**Extracted text**.
##############################

13th Biennial International Conference
September 13-15, 2021 / Ljubljana, Slovenia
Dear colleagues,
After receiving e-mails from several potential conference participants, we discussed how to proceed with our traditional biennial international conference on Criminal Justice and Security in Central and Eastern Europe, planned for September 2020.
Thank you for your patience and understanding. After careful thought and consideration of all foreseeable contingencies, we have decided to cancel the 2020 conference.
The organisers of the CJS in C&E Europe conference are postponing this year's conference to September 2021. Exact deadlines for abstract and paper submission as well conference dates will be available early in 2021.
Take care, and stay healthy.
Chairs of the conference,
Gorazd Meško and Bojan Dobovšek
Studies show populations of urban and rural communities differ in interpersonal relations (frequency and trust), common interests, feelings of belonging, and in knowing other inhabitants in the community (informal control). Moreover, unemployment, housing problems, crime, and cultural conflicts are more pronounced in urban areas.
The modern rural-urban dichotomy is undoubtedly raising questions about cyberspace challenges and threats; the spectrum of ecological crime issues; food production and farming; access to public health services; cost of living; cross-border crime problems focusing on migrations, etc.
Although official data suggest a higher level of crime in urban environments, this does not reflect a realistic picture of the actual situation and needs of the rural environment. Studies show that in rural settings the fear of crime is increasing and specific forms of criminality are more frequent (e.g., drug and alcohol abuse, domestic violence). Moreover, cities have experienced a decline in violent crime in past decades, while this does not apply to rural environments, where, for example, the number of serious violent crimes is stable and does not show a similar decline.
Many security challenges in both rural and urban environments are of a social nature, as they are generated by unemployment, poverty, lack of prospects, social exclusion and similar problems. Among the most common forms of crime in rural environments are interpersonal conflicts, drug and alcohol abuse, and domestic violence, but the main problem is that some rural communities are more tolerant of these problems and not even taking some forms of crime seriously.
Organizers will appreciate it if the authors could relate their papers to the leading theme - rural safety and security – and rural criminology
Gorazd Meško
A tentative title: Urban vs. Rural Safety & Security in Slovenia
Gorazd Meško is Professor of Criminology at the Faculty of Criminal Justice and Security, University of Maribor, Slovenia. He teaches Criminology and Victimology (undergraduate), Criminology and Crime Control Policy (M.A.) and Comparative Criminology (Ph.D.). His research interests include crime control, crime prevention and provision of security, delinquent behaviour and legitimacy of formal social control institutions. He is currently a lead researcher in a project on Local Safety and Security in Slovenia – Urban and rural perspectives (2019-2024).

##############################

**Supplied data**.
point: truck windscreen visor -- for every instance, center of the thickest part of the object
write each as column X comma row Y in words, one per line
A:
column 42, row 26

##############################

**Goal A**. List the courses that the conference announcement says Gorazd Meško teaches, with the level given for each.
**Goal B**. Extract the stretch of the conference announcement from "13th Biennial International" through "for September 2020.", copying it word for word.

**Exercise output A**.
- Criminology and Victimology (undergraduate)
- Criminology and Crime Control Policy (M.A.)
- Comparative Criminology (Ph.D.)

**Exercise output B**.
13th Biennial International Conference
September 13-15, 2021 / Ljubljana, Slovenia
Dear colleagues,
After receiving e-mails from several potential conference participants, we discussed how to proceed with our traditional biennial international conference on Criminal Justice and Security in Central and Eastern Europe, planned for September 2020.